DATASET CONTENT Start Marker

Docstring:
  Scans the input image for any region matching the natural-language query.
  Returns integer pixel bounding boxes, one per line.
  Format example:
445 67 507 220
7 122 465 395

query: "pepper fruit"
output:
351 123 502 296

DATASET CONTENT End Marker

● WHAT NEEDS TO BE DONE
Set the records above down again, exactly as they read.

● OUTPUT OF THE EXERCISE
Docstring:
  Scans the input image for any region matching the natural-language query.
  Returns integer pixel bounding boxes, one per line.
  Format example:
445 67 507 220
7 122 465 395

query: "pepper fruit"
output:
351 123 502 296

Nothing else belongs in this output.